Europe et médecine générale : la fin de l’exception française ?

Les généralistes de l’UE au cœur des réformes

Publié le 23/05/2014
Les généralistes de l’UE au cœur des réformes


GARO/PHANIE

Dans l’Union européenne, les systèmes de santé sont en train de changer. Même si la santé – absente de la campagne – ne fait pas partie des prérogatives de l’UE, la crise a contraint les pays à adopter des stratégies pour faire des économies. Plusieurs États membres semblent vouloir miser sur les soins primaires. Au cœur de ce recentrage, le médecin traitant est donc aussi souvent au cœur des réformes. Les singularités s’estompent et les règles du jeu se rapprochent.

▸ Données
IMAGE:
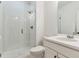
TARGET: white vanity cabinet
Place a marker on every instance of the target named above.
(49, 53)
(53, 50)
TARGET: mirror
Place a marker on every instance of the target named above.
(68, 17)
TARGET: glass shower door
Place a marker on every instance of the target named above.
(16, 28)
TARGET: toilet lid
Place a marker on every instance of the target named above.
(37, 49)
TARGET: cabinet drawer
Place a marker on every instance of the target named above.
(49, 53)
(63, 50)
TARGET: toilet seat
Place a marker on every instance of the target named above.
(37, 50)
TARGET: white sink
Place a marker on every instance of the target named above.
(67, 39)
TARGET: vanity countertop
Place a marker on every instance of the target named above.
(73, 45)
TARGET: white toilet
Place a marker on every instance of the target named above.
(37, 52)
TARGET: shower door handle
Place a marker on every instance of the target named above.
(22, 31)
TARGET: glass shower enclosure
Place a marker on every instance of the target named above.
(17, 28)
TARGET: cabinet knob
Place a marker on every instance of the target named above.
(55, 56)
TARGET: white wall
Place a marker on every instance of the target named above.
(50, 16)
(68, 15)
(39, 21)
(46, 19)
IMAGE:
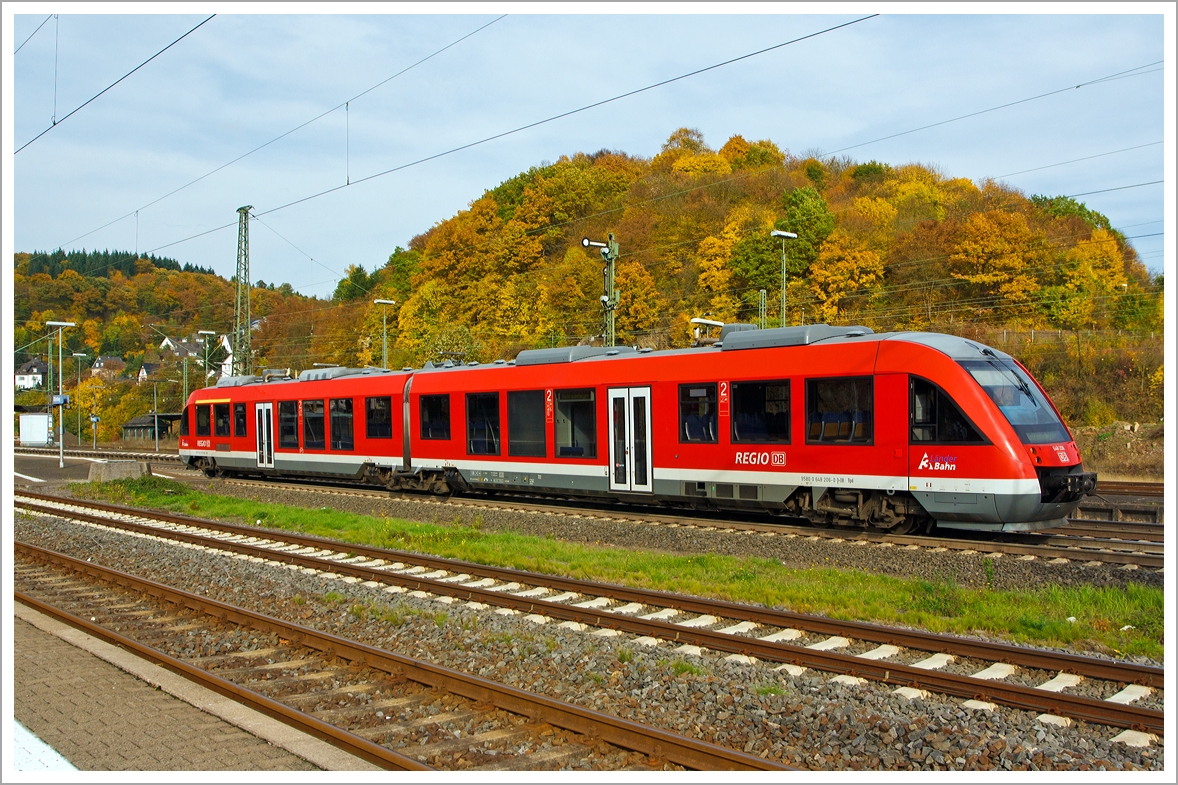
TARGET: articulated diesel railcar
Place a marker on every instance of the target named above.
(835, 424)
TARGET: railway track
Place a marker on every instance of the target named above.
(1130, 488)
(1090, 540)
(913, 663)
(391, 710)
(1105, 549)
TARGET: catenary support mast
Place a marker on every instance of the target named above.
(243, 360)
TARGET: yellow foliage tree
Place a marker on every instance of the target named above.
(715, 271)
(1000, 256)
(845, 269)
(639, 302)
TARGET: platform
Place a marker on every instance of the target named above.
(103, 708)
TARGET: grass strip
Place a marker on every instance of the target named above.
(1120, 621)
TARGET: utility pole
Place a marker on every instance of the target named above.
(783, 237)
(243, 361)
(384, 328)
(78, 394)
(60, 398)
(609, 251)
(206, 334)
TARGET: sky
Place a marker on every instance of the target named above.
(242, 79)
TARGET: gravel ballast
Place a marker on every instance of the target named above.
(1006, 573)
(805, 720)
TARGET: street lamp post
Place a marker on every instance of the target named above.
(384, 329)
(206, 334)
(78, 395)
(154, 394)
(94, 419)
(61, 426)
(783, 236)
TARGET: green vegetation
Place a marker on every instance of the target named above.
(680, 667)
(889, 246)
(1038, 617)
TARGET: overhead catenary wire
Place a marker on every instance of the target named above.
(1120, 187)
(1076, 160)
(33, 33)
(1131, 72)
(57, 121)
(403, 166)
(513, 131)
(279, 137)
(1107, 78)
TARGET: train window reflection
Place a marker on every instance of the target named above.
(341, 413)
(525, 423)
(839, 410)
(1019, 400)
(220, 420)
(378, 420)
(312, 426)
(697, 413)
(204, 422)
(436, 416)
(761, 411)
(483, 423)
(239, 422)
(288, 424)
(937, 419)
(576, 423)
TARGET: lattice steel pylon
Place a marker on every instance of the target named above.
(243, 360)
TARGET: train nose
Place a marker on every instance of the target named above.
(1060, 486)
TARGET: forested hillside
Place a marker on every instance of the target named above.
(889, 246)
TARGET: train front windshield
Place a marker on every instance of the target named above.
(1019, 401)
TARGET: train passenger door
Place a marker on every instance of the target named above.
(631, 464)
(265, 417)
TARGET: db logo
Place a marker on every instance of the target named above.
(761, 459)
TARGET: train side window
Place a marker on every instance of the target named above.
(312, 426)
(288, 424)
(436, 416)
(378, 417)
(697, 413)
(204, 422)
(761, 411)
(839, 410)
(341, 411)
(525, 423)
(935, 417)
(239, 421)
(483, 423)
(220, 420)
(576, 423)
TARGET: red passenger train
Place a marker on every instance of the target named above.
(835, 424)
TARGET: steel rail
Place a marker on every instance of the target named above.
(1130, 488)
(337, 737)
(924, 541)
(653, 741)
(1086, 666)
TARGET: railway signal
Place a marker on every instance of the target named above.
(609, 251)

▸ Exercices à faire
a) Recopiez l'article sur les généralistes européens en commençant aux mots "GARO/PHANIE" et en vous arrêtant après "jeu se rapprochent.".
b) D'après l'article sur les généralistes européens, sur quel type de soins plusieurs États membres semblent-ils vouloir miser ?
c) Poursuivez l'article sur les généralistes européens à partir de sa dernière phrase.

▸ Réponses
a)
GARO/PHANIE

Dans l’Union européenne, les systèmes de santé sont en train de changer. Même si la santé – absente de la campagne – ne fait pas partie des prérogatives de l’UE, la crise a contraint les pays à adopter des stratégies pour faire des économies. Plusieurs États membres semblent vouloir miser sur les soins primaires. Au cœur de ce recentrage, le médecin traitant est donc aussi souvent au cœur des réformes. Les singularités s’estompent et les règles du jeu se rapprochent.

b) Sur les soins primaires.

c)
Comment améliorer un accès à des soins de plus en plus coûteux tout en faisant des économies ? Voici le casse-tête que doivent résoudre les chefs d’État européens. Et, en période de rigueur budgétaire, l’organisation du système de santé, notamment de la médecine ambulatoire, est devenue un des principaux enjeux des politiques de santé. De fait en France, comme dans le reste de l’UE, « la tendance est de recentrer le système de santé sur les services de soins primaires », comme l’explique Caroline Berchet, analyste des politiques de santé à l’OCDE. Avec, à la clé, un « rôle central attribué au généraliste » qui doit à présent, non seulement prendre en charge ses patients, mais aussi les orienter vers les spécialistes en limitant, autant que possible, les hospitalisations inutiles.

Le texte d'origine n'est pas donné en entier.